Stated goal A: List every group of people that the Bourdain episode excerpt says Provincetown has a tradition of accepting.
Stated goal B: Write out the portion of the Bourdain episode excerpt starting at "Bourdain speaks at" and ending at "from the episode.", word for word.
Stated goal C:
Answer these questions using the Bourdain episode excerpt:
(i) Which bar does the excerpt call the oldest operating gay bar in the country?
(ii) How much money does a good day of scalloping bring in, according to the excerpt?
(iii) Which oysters does Bourdain call the finest of all?

Bourdain speaks at length about his own past drug use, tracing it back to a formative early-'70s summer in Provincetown, Massachusetts. As Bourdain walks viewers by his old beach house and former summer haunts, he wonders aloud: "What the hell happened?" How did the region become "ground zero" for the current heroin epidemic? In between talks with former dealers and a session at the Recover Project, Bourdain also finds time to board a Massachusetts scallop boat, go bowling, and attend an old-fashioned clambake, straddling the lines between waning traditions and emerging problems. Here now, in the tradition of the Quotable Bourdain, the best lines from the episode.
1) On the site of all his indiscretions: "I love the beach. I pretty much had my first everything on a beach. You name it — first time I did it — beach."
2) On spending his younger days working at the beach: "It's an amazing spot, if you think about it: a bunch of knuckleheads working as dishwashers, waiters, pizza servers, that you could live on a beach like this. Happier, stupider times."
3) On sonic memories: "If you put on Marvin Gaye right now, I'd burst into tears."
4) On the aura surrounding Provincetown, Massachusetts: "Provincetown: a wonderland of tolerance with a longtime tradition of accepting artists, writers, the badly behaved, the gay, the different. It was paradise. The joy that can only come with the absolute certainty that you were invincible; that none of the choices that you'd make would have any repercussions or any effect on your later life. We didn't think about those things."
5) On his former haunt, the Lobster Pot: "My friends worked in the kitchen here, starting the tradition among my set that cooking work was noble toil."
6) On P-Town's Atlantic House, the oldest operating gay bar in the country: "Everybody has come through these doors, so to speak: Most notably, a naked and frolicking Tennessee Williams."
7) On his familiarity with fishing boats: "I'm sure I'll be fine. I've watched the Deadliest Catch."
8) On the diminishing returns for full-time fishermen: "The payout ain't much. Do the math: A good day of scalloping brings in, say, 9,000 bucks. From that $9,000, take away $3,000 for the lease, a thousand for fuel, and split the remainder amongst the crew."
9) On the satisfaction of "earning" his meal: "As brawny, hardworking men of the sea, we deserve these beers, these finest of all oysters, the Wellfleets."
10) On downing shots of booze with a crew of fishermen: "This is going to end badly."
11) On the temptations of Provincetown: "That was the Sodom-and-Gommorah-by-the-Sea over there, a big candy store for a horny, stupid, 17-year-old with a taste for chemicals."

Excerpted records:
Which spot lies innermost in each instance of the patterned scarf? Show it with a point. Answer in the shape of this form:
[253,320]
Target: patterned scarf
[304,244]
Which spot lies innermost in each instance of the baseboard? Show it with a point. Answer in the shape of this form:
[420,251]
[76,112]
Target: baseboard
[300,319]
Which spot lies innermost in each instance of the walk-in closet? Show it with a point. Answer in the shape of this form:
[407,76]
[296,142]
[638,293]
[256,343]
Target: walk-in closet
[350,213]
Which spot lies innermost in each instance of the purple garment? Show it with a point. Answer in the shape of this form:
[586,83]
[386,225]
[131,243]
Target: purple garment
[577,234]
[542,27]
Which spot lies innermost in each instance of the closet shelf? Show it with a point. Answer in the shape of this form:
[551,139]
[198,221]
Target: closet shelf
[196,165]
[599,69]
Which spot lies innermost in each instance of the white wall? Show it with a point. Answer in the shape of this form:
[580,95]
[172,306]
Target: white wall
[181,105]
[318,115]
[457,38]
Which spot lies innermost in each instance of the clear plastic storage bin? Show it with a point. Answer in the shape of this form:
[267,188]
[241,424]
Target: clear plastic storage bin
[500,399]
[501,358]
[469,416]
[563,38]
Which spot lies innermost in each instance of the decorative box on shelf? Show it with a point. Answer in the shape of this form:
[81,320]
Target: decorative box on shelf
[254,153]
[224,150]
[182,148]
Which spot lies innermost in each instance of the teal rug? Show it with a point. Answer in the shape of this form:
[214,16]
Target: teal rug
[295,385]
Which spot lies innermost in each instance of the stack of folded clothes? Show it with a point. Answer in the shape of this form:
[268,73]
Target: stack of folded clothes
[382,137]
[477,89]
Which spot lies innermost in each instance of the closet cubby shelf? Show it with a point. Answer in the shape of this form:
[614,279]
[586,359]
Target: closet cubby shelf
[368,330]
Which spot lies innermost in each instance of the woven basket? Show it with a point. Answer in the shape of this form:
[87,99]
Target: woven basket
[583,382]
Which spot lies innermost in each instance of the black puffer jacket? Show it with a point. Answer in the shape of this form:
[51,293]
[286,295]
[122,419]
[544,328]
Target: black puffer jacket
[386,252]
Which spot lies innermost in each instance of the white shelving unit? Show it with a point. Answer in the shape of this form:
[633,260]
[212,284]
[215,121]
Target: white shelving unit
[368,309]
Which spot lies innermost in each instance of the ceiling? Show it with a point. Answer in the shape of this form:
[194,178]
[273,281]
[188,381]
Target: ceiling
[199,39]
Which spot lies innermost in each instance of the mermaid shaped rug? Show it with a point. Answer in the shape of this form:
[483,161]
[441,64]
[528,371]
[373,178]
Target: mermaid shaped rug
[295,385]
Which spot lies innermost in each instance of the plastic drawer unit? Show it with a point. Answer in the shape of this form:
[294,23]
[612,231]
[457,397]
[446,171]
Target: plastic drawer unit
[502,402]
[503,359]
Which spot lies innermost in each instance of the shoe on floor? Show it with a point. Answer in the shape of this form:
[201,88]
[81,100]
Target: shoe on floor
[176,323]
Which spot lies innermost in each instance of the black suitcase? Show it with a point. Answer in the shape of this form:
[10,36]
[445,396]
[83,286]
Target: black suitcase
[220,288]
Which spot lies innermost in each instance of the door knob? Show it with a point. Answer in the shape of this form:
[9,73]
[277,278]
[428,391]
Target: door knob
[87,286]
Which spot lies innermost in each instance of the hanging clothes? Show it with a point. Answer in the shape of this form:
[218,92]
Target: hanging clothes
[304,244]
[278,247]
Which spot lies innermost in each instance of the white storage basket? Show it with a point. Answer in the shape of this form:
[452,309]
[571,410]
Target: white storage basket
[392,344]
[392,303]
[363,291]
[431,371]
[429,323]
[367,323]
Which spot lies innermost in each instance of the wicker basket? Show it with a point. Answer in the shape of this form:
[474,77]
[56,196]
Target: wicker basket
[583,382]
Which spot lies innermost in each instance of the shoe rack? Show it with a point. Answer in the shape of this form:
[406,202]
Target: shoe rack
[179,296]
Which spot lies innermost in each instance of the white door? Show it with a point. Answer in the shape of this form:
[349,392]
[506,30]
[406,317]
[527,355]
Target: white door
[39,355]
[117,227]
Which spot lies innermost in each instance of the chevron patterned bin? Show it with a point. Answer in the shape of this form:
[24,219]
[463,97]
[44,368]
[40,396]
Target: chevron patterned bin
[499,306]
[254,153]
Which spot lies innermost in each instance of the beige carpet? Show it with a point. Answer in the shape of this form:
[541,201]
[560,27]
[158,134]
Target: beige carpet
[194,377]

==

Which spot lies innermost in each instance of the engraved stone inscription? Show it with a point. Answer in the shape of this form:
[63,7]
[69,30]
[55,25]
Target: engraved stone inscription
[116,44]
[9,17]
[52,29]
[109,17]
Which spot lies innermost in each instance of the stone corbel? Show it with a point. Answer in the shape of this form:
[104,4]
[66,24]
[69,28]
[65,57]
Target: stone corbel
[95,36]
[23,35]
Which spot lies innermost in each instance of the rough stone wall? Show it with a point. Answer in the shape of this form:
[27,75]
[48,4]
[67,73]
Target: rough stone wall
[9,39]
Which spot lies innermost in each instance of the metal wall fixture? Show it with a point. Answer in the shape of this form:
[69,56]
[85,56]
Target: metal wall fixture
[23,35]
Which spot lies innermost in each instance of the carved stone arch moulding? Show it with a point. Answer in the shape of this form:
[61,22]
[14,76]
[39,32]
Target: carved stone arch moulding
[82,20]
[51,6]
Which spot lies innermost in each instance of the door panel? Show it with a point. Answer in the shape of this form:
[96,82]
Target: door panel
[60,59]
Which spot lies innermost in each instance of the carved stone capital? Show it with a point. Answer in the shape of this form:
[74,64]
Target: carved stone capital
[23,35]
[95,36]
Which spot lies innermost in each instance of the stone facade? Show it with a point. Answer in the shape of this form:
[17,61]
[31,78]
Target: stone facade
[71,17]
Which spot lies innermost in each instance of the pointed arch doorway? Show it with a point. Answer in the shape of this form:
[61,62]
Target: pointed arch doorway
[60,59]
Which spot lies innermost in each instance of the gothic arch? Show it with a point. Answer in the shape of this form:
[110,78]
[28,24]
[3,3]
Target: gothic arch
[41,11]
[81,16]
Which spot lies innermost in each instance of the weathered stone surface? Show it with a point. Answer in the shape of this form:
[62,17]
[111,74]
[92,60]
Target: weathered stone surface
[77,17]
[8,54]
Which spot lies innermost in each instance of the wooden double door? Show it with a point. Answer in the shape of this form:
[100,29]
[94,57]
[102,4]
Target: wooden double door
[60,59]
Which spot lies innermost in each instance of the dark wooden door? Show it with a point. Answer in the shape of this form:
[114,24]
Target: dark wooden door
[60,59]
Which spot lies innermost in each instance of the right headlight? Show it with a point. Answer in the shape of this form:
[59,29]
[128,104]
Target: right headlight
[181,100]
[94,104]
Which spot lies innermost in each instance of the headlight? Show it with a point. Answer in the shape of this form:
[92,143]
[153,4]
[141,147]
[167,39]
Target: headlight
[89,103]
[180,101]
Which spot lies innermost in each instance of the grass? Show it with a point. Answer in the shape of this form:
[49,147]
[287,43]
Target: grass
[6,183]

Exercise solution A:
artists
writers
the badly behaved
the gay
the different

Exercise solution B:
Bourdain speaks at length about his own past drug use, tracing it back to a formative early-'70s summer in Provincetown, Massachusetts. As Bourdain walks viewers by his old beach house and former summer haunts, he wonders aloud: "What the hell happened?" How did the region become "ground zero" for the current heroin epidemic? In between talks with former dealers and a session at the Recover Project, Bourdain also finds time to board a Massachusetts scallop boat, go bowling, and attend an old-fashioned clambake, straddling the lines between waning traditions and emerging problems. Here now, in the tradition of the Quotable Bourdain, the best lines from the episode.

Exercise solution C:
(i) The Atlantic House
(ii) $9,000
(iii) The Wellfleets